___ Selection ___
The following is a quoted from past archives. I get a laugh at how many have tried to make Vatican II a binding council when it was clearly called to be pastoral. Many in the pro-vatican II community have even stated that this is in direct contradiction to what was called out in Vatican I
The difference between doctrinal and pastoral teachings has great implications at an Ecumenical Council. To ensure that the teachings at doctrinal Ecumenical Councils are true and contain no error, the Holy Ghost is solemnly invoked at such Councils. As Pope Pius IX taught on March 12, 1870, at the time of Vatican Council I: “The Ecumenical Council is governed by the Holy Ghost… it is solely by the impulse of this Divine Spirit that the Council defines and proposes what is to be believed.”
Doctrinal Ecumenical Councils form part of the Church’s solemn Extraordinary Magisterium. By the solemn invocation of the Holy Ghost, each and every doctrinal teaching of the Extraordinary Magisterium is assured to be infallible.
Because pastoral pronouncements are neither “true” nor “false”, and because they must be expressed in language that is vague and ambiguous, they
cannot be the subject of infallibility. Thus it follows that the Holy Ghost simply
cannot be solemnly invoked at a strictly pastoral Council, because the
pastoral pronouncements could not be infallible anyway. All pastoral pronouncements, even those of Ecumenical Councils which are partly doctrinal and partly pastoral, form part of the Church’s day to day Ordinary Magisterium. Thus, what is taught in a pastoral pronouncement is not assured to be infallible.
___
__Task brief__: Could you pick up the passage on pastoral versus doctrinal Ecumenical Councils after its last sentence and carry it on?
___ Data excerpts ___
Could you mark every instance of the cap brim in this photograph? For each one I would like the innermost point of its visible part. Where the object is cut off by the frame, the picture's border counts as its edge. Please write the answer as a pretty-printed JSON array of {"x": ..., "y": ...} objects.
___
___ Data excerpts ___
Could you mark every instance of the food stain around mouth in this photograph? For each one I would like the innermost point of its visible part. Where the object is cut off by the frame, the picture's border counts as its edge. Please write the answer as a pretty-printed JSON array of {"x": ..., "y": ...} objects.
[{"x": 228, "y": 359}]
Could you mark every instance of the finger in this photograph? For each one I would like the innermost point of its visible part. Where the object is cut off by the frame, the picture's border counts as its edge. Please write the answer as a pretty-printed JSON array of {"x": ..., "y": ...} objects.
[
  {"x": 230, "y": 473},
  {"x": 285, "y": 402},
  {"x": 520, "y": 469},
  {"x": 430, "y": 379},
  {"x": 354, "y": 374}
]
___
__Response__:
It is a consequence of the Church’s infallibility that the doctrine contained in any new teaching must not contradict doctrine that had previously been taught “always and everywhere” in the Church.
If a new “teaching” does contradict what was taught before, then the new teaching is obviously not infallible. This is confirmed by the infallible proclamation of Vatican Council I on July 18, 1870: “For the Holy Ghost was not promised to the successors of Peter that by His revelation they might disclose new doctrine, but that by His help they might guard sacredly the revelation transmitted through the apostles and the deposit of Faith [Tradition], and might faithfully set it forth.”
Thus we may conclude from this that if a “teaching” proposed to us by the Ordinary Magisterium of the Church is contrary to previous Church teaching, then the new teaching is
not infallible, not from the Holy Ghost, and is not to be believed or obeyed. Archbishop Felici, the Council’s General Secretary, at the closing of Vatican II, confirmed that we must judge the infallibility of individual pronouncements made by Vatican II by comparing them with previous Church teaching : "We have to distinguish according to the schemas and the chapters those which have already been the subject of dogmatic [infallible] definitions;
as for the declarations which have a novel character, we have to make reservations."
The Pope said that Vatican II was not Infallible
Pope Paul VI, at the close of Vatican II on Dec. 7, 1965, confirmed that the Council did not make infallible pronouncements. He said that the Council “as much as possible wanted to define no doctrinal principle of an extraordinary dogmatic sentence.”
Later, on Mar. 8, 1972, the same Pope repeated that “it was one of the programmed items [of the Council] not to give solemn dogmatic definitions.”
The most explicit confirmation that Vatican II was not infallible was given by Pope Paul VI on Jan.12, 1966, when he stated that: “Given the pastoral character of the Council, it avoided proclaiming in an extraordinary manner dogmas endowed with the note of infallibility.” (A. de Lassus, Vatican II: Rupture or Continuity, (French publ.), p. 11).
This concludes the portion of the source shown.